WHAT IS BEING ASKED — In the post on invisibility in user interfaces below, rewrite the paragraph that begins "Invisibility in user interface is a compelling notion" as a short bulleted list that keeps its main facts.

Thursday, June 18, 2009

The Idea of Invisibility

Invisibility in user interface is a compelling notion. When one learns to type, the keyboard becomes a little more invisible then the daunting thing that it was when you started. More compelling to me is the UI of a car, which involves arms, feet, and eyes in a complex, yet seemingly natural dance involving thousands of pounds of vehicle. We can apply the notion of invisibility to more mundane objects, such as forks or chopsticks. To westerners, a fork is really almost transparent while chopsticks are more likely to be a skill learned in later life. In China, the opposite is likely the case. Learning to play tennis, as I am doing these days, is, in some real sense, about making certain motions and actions automatic - opening up the possibility of shifting our mental attention to more strategic things. For example, telling myself to keep my chin up and watch the ball all of the way through a serve will hopefully be unnecessary in some not too distant future and then I can focus on where I want to place the serve and what kind of spin I might want to impart, etc. This is not unlike learning the keys on the keyboard so that we need no longer look at our fingers and instead focus on the words and associated thoughts. These learned things, once automatic, are invisible to our conscious and they, in some real sense, become part of our being. The quality of a UI might be judged by how easily we internalize and make invisible its interface. The mouse, for example, seems much more natural then the keyboard (albeit, they serve totally different functions). A more recent UI device - 3DConnexion's Space Navigator is a surprisingly intuitive device for coarse motions in 3D with six degrees of freedom (three translational and three rotational). I now regularly use a small mouse with a track-wheel in my right hand for scrolling and fine motion and Space Navigator in my left hand for coarse motion; they work very well together.

Saved entries
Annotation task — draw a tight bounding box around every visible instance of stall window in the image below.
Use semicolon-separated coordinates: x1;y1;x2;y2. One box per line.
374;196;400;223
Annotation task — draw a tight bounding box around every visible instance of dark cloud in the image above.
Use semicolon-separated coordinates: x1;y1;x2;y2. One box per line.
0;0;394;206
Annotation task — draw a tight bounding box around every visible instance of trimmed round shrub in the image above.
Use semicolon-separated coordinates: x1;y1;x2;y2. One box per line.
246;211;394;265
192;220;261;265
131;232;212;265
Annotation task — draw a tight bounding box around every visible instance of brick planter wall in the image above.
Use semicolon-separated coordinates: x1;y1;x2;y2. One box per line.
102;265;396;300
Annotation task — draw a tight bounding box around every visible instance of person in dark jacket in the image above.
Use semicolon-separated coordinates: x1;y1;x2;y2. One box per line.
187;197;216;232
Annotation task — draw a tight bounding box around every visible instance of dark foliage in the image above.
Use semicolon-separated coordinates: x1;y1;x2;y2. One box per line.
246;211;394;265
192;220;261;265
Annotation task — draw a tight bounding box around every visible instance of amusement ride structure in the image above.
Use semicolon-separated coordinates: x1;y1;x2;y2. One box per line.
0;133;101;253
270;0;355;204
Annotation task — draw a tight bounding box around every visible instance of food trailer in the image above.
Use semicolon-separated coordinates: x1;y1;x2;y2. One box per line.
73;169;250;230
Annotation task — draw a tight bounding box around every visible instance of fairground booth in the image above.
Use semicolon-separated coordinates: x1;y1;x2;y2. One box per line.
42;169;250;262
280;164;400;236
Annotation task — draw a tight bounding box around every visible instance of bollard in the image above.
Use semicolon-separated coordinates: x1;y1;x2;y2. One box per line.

ANSWER TO THIS EXERCISE —
- Invisibility in user interface is a compelling notion. Once a person learns to type, the keyboard becomes less daunting and more invisible.
- A car's UI is a complex but seemingly natural coordination of arms, feet and eyes controlling thousands of pounds of vehicle.
- Everyday objects fit the idea too. To westerners a fork is almost transparent, while chopsticks are usually learned later in life. In China the reverse is likely.
- Learning tennis means making motions automatic so that attention can shift to strategy, such as serve placement and spin. Touch typing works the same way, freeing focus for words and thoughts.
- Once learned things become automatic, they are invisible to the conscious mind and become part of our being.
- A UI's quality might be judged by how easily its interface is internalized. The mouse seems more natural than the keyboard, though the two serve different functions.
- 3DConnexion's Space Navigator is surprisingly intuitive for coarse 3D motion with six degrees of freedom: three translational and three rotational.
- The writer uses a small track-wheel mouse in the right hand for scrolling and fine motion and the Space Navigator in the left hand for coarse motion, and the two work well together.